Go through the material under this sentence. Return every line holding "before".

Extracted material -
┄┄┄┄┄┄

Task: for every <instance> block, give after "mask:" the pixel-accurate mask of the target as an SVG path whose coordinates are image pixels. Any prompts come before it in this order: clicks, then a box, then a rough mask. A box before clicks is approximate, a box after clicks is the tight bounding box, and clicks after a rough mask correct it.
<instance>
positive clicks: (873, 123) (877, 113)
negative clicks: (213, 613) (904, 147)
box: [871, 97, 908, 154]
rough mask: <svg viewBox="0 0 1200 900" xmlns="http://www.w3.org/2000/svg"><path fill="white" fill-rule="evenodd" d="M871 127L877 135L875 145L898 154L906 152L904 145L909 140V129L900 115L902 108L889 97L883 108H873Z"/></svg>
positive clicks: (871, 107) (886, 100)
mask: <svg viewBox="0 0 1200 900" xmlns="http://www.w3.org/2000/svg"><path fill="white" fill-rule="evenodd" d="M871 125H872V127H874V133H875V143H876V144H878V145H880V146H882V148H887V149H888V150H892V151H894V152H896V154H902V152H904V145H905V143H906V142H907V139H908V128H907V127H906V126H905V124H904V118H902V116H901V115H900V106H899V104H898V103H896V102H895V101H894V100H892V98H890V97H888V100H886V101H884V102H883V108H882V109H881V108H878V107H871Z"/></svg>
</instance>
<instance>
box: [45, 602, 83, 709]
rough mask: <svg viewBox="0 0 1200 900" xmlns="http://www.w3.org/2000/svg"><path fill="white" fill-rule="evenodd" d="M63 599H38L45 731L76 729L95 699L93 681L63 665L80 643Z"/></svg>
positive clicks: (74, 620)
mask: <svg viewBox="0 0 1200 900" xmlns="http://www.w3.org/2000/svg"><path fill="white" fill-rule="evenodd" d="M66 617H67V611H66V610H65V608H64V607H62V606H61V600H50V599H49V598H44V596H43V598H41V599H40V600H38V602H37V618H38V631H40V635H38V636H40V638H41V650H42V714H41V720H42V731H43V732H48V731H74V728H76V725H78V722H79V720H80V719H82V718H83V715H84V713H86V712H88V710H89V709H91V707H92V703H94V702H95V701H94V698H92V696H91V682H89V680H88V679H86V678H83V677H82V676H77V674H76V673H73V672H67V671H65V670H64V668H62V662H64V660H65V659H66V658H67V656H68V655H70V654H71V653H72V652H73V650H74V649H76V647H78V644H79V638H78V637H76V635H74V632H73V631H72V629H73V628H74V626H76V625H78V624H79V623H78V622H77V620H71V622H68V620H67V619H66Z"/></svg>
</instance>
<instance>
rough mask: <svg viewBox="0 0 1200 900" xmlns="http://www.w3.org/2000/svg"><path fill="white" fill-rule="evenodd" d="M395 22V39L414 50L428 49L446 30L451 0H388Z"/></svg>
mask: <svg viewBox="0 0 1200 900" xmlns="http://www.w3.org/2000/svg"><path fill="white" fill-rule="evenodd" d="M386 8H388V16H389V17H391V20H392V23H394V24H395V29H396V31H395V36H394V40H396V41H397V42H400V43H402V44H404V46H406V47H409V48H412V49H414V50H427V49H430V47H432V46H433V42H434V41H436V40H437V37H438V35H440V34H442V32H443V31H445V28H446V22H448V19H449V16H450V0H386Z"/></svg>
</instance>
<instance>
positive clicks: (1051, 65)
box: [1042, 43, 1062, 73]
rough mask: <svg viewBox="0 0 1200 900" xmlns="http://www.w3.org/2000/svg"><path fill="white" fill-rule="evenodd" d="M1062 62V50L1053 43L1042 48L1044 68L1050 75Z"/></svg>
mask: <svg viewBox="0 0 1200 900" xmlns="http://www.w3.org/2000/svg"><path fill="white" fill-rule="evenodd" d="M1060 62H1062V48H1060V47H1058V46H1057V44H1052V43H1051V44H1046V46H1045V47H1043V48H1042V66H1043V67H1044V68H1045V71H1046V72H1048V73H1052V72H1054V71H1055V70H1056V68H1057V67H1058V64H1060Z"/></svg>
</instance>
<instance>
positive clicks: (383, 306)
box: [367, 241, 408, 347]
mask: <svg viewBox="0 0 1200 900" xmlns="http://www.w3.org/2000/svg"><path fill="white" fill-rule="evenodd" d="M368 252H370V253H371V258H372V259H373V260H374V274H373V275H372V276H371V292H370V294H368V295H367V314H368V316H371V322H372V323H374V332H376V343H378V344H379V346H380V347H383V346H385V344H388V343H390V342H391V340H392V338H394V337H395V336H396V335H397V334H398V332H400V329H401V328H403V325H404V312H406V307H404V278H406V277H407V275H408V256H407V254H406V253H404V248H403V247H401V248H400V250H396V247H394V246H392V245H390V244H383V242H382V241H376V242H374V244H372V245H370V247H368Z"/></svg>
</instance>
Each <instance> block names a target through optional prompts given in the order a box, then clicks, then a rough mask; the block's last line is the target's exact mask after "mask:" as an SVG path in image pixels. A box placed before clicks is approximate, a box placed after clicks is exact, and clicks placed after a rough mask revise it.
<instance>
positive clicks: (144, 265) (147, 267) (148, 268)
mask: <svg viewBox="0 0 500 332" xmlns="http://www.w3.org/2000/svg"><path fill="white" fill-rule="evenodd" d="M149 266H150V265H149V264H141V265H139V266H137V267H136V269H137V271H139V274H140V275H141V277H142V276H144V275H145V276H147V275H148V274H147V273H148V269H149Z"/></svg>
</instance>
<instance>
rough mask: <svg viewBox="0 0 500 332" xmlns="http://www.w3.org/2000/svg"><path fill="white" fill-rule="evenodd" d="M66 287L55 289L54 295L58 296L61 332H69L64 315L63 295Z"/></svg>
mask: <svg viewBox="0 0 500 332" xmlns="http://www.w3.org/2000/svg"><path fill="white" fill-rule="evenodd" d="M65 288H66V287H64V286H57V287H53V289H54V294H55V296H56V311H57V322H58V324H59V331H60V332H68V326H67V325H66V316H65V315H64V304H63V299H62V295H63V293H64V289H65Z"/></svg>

┄┄┄┄┄┄

Result for this task -
Task: for every <instance> block, give after "mask:" the pixel-accurate mask of the target as an SVG path whose coordinates are image pixels. Any prompts come before it in this order: clicks, then a box, then a rough mask. A box before clicks is approximate, a box after clicks is the tight bounding box, and clicks after a rough mask correct it.
Each <instance> block names a target through optional prompts given in the order a box, then clicks, then a rough mask; the block's last line is the target's exact mask after "mask:" as an SVG path in image pixels. A box placed before clicks is approximate, a box placed after clicks is exact, and clicks placed after a rough mask revise it.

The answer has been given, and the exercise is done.